#### [Problem]
Count the lines in the listing below that contain the word "green". Reply with that number only.

#### [Records to process]
"""
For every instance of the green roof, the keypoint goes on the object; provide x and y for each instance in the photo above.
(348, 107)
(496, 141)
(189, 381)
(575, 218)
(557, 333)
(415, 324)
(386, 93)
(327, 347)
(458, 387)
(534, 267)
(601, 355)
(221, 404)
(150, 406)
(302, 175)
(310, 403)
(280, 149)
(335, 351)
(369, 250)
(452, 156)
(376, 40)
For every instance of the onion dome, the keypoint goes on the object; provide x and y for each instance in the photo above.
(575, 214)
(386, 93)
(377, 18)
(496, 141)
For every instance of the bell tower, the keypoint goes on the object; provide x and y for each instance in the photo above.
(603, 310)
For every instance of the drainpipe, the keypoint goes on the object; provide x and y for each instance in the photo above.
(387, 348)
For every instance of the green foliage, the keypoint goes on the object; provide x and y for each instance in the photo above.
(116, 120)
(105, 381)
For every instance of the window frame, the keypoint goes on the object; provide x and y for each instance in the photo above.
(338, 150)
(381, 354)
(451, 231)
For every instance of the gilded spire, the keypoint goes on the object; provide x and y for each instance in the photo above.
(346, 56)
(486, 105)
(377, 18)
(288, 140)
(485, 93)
"""
"""
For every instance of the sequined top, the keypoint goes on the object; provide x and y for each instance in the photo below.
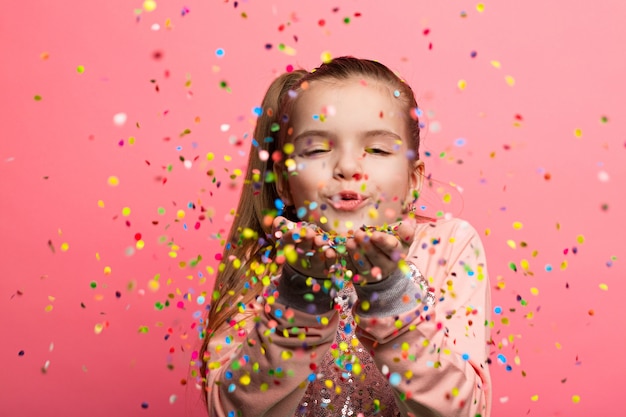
"""
"""
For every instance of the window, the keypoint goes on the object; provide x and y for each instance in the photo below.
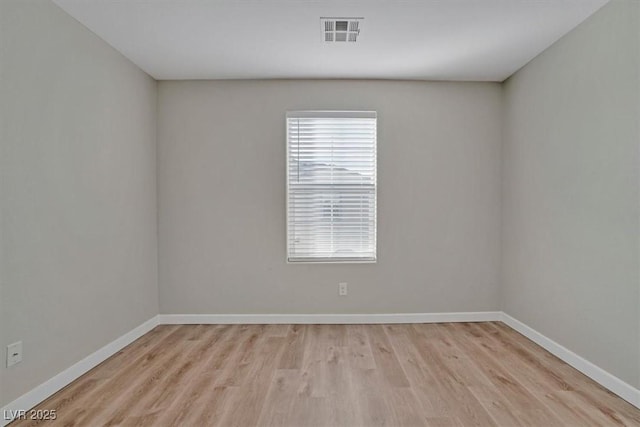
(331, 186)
"""
#### [Result of the exercise]
2